== TASK TO CARRY OUT ==
Nothing but the lines from the one containing "The pointer SHOULD return, for each instance of the dirt" through the last line of the data below should be returned, each copied exactly.

Region pointing data:
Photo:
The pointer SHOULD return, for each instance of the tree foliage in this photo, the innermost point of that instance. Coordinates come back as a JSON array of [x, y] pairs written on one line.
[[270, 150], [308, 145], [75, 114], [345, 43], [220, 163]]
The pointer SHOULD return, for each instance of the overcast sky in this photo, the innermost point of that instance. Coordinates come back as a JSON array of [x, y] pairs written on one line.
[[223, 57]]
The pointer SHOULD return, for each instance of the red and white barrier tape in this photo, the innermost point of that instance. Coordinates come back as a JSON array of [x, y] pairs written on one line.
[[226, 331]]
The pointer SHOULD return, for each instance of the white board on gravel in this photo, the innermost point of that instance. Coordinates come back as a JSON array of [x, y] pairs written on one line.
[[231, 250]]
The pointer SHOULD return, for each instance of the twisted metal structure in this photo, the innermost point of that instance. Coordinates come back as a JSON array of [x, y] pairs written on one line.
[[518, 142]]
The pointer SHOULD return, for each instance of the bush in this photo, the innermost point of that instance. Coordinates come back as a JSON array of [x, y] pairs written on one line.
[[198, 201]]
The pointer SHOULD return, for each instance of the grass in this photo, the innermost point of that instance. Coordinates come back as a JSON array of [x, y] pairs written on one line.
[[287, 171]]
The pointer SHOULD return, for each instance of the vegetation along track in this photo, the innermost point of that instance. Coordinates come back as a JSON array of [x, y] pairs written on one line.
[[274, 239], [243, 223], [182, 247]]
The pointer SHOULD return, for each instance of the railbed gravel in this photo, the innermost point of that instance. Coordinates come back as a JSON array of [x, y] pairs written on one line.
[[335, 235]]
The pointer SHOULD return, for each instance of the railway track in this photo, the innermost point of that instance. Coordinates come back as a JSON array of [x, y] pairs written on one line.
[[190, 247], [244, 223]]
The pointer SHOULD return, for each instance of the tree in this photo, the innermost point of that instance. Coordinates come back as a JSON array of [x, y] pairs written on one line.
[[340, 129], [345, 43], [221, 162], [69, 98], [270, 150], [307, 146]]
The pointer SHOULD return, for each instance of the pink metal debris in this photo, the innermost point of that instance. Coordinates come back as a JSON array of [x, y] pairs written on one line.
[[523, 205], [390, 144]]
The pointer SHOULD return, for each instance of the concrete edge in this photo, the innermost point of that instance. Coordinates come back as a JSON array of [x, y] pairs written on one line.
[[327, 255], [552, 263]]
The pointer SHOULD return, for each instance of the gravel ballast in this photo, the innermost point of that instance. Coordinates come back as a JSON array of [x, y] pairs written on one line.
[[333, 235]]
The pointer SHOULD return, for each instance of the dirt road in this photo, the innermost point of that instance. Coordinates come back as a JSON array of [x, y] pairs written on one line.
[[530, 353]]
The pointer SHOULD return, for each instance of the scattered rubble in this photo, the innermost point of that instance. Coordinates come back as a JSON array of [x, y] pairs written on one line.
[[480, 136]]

== TASK RESPONSE ==
The pointer SHOULD return, for each instance of the dirt road in this photo, the innermost point of that instance. Coordinates come back as a JSON array of [x, y] pairs written on one line.
[[530, 353]]
The pointer SHOULD return, for each instance of the scattered rubble in this photo, the innermost point of that instance. Coordinates come back as a JSON array of [x, y] pairs written on one line.
[[480, 136]]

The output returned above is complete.